Problem details: Reproduce every entry exactly as given.

Material for this task:
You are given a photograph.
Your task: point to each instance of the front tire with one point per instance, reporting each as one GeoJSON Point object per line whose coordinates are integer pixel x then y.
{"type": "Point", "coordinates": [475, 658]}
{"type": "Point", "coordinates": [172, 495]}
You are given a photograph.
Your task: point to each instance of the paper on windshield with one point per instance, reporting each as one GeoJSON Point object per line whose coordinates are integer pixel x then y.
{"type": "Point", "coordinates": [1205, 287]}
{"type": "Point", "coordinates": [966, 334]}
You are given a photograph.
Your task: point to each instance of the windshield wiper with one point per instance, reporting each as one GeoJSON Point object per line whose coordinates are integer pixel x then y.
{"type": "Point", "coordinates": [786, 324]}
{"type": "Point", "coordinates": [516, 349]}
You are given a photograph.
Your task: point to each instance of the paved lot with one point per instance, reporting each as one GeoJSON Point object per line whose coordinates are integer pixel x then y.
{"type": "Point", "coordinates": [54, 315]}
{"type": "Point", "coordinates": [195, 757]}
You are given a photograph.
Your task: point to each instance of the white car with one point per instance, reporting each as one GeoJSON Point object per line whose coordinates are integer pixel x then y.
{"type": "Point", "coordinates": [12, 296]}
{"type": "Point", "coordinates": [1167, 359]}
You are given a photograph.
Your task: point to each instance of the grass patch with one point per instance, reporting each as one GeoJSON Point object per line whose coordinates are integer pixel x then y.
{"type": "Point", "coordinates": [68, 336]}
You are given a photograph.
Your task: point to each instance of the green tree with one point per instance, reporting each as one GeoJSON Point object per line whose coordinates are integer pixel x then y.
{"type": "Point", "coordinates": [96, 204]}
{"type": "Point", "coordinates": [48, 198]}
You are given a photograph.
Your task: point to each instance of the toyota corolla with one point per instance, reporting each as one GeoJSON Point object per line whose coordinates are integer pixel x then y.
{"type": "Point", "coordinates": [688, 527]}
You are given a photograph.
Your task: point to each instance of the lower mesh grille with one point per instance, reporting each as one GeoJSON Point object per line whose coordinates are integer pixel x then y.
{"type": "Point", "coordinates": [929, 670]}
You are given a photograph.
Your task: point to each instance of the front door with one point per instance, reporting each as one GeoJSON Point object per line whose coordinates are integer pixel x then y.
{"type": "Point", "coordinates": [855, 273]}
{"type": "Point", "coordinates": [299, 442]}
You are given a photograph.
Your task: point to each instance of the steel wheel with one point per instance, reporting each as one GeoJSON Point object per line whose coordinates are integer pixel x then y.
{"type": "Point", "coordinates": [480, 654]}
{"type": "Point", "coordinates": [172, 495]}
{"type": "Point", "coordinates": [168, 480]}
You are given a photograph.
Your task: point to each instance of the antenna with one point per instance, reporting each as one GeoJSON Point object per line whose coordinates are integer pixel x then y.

Answer to the exercise:
You are given a photograph.
Your task: point to each instance of the front tire with one point per instance, reporting each as one GeoJSON Point object per line whose coordinates are integer pixel x then y.
{"type": "Point", "coordinates": [475, 658]}
{"type": "Point", "coordinates": [172, 495]}
You are given a photograph.
Your task: point to each instance of the paper on windshield with one point per instance, reporting each as one GeoJSON Point object per line whose coordinates are integer pixel x then y.
{"type": "Point", "coordinates": [1205, 287]}
{"type": "Point", "coordinates": [966, 334]}
You are given a photograph.
Your task: point to each instance of the windshield wiper with one point per instance, reporting each as one GeoJSON Point object per line whose coordinates are integer pixel x then y.
{"type": "Point", "coordinates": [786, 324]}
{"type": "Point", "coordinates": [516, 349]}
You are given a photograph.
Your task: point to each instance of the paved lot with one point per instance, reporting each as one GeoJSON Point object per line whose coordinates are integer pixel x then y.
{"type": "Point", "coordinates": [54, 315]}
{"type": "Point", "coordinates": [195, 757]}
You are given a photograph.
Your task: point to each instance of the white car with one point per instance, reporting each as one GeoJSON Point object per line whose coordinates are integer pixel x then y.
{"type": "Point", "coordinates": [12, 296]}
{"type": "Point", "coordinates": [1167, 359]}
You are given a photograph.
Your task: point to each instance of the grass patch with one point per instance, reporting each as one GeoJSON Point object per line whose coordinates are integer pixel x then y.
{"type": "Point", "coordinates": [68, 336]}
You are given a photograph.
Your task: point to each instance of the green tree with one point per instance, reporting each as one GeoJSON Point object per line whose coordinates are integer pixel x then y.
{"type": "Point", "coordinates": [96, 204]}
{"type": "Point", "coordinates": [48, 198]}
You are given a photograph.
Your task: point to each instance of the toyota corolla with one point per instance, reporting each as one GeoJSON Point object per line whose coordinates are integer pixel x then y.
{"type": "Point", "coordinates": [688, 527]}
You are given a photograph.
Your task: point to each instance of the lower mesh grille with one point per instance, reporting each as one GeoJSON Point object per line whose coordinates are integer pixel x then y.
{"type": "Point", "coordinates": [929, 670]}
You are given a photograph.
Your task: point to each instance of the front door with one point per instance, reporting each as one GeoJSON Point object per line whose coordinates are integer pixel x then y.
{"type": "Point", "coordinates": [855, 273]}
{"type": "Point", "coordinates": [299, 442]}
You are given a photograph.
Your task: point to each instance of the steel wheel with one point per instance, reporting each as one GeoJSON Point object per line whose coordinates are integer pixel x then y.
{"type": "Point", "coordinates": [480, 654]}
{"type": "Point", "coordinates": [172, 495]}
{"type": "Point", "coordinates": [168, 480]}
You are given a photograph.
Your task: point to each instance of the antenna with one point per instance, reporting each as one GeoJSON Point object per line whose coordinates are integer pixel x then y.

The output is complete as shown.